Your goal. Please copy out the listing from the line with "Find the bed in the picture above." through the end of the listing, keeping every line, and shift each coordinate in the answers up by 7.

==============================

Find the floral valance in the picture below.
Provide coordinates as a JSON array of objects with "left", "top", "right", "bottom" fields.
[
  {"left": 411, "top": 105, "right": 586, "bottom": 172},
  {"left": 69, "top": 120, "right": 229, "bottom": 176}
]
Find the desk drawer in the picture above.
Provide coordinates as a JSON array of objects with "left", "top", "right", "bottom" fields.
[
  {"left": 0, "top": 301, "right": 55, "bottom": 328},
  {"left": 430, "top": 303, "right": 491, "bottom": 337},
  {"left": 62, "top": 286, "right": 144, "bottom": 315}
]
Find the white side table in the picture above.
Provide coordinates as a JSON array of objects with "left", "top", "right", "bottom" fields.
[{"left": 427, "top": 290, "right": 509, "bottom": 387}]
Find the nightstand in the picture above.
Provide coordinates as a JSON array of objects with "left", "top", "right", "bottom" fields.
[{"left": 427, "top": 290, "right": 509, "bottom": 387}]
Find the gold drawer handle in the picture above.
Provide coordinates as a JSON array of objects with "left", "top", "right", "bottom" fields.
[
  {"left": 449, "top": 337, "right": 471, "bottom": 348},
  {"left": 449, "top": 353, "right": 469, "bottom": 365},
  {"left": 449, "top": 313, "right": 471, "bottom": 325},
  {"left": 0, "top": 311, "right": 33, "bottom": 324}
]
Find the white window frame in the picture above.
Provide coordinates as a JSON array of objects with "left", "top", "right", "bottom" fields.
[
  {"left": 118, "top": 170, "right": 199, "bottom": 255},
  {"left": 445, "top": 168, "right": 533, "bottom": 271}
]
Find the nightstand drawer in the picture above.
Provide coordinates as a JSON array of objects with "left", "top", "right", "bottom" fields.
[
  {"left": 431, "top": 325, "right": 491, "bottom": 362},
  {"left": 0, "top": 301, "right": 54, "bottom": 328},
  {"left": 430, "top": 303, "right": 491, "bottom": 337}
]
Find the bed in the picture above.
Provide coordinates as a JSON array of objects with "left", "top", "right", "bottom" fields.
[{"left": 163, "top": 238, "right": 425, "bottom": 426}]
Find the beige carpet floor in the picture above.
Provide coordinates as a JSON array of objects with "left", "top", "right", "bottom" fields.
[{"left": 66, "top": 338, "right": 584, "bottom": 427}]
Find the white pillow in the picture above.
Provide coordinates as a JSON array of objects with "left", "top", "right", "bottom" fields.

==============================

Solution for this problem.
Find the bed in the picture above.
Provide coordinates as a JSON array of objects with "left", "top", "right", "bottom" fields.
[{"left": 170, "top": 245, "right": 432, "bottom": 433}]
Find the beige carpet floor in the picture above.
Provide coordinates as a JSON array of objects with "left", "top", "right", "bottom" fields.
[{"left": 73, "top": 345, "right": 591, "bottom": 434}]
Find the white pillow in the picture above.
Provide coordinates as a JSON array of objects with "left", "top", "right", "bottom" fields.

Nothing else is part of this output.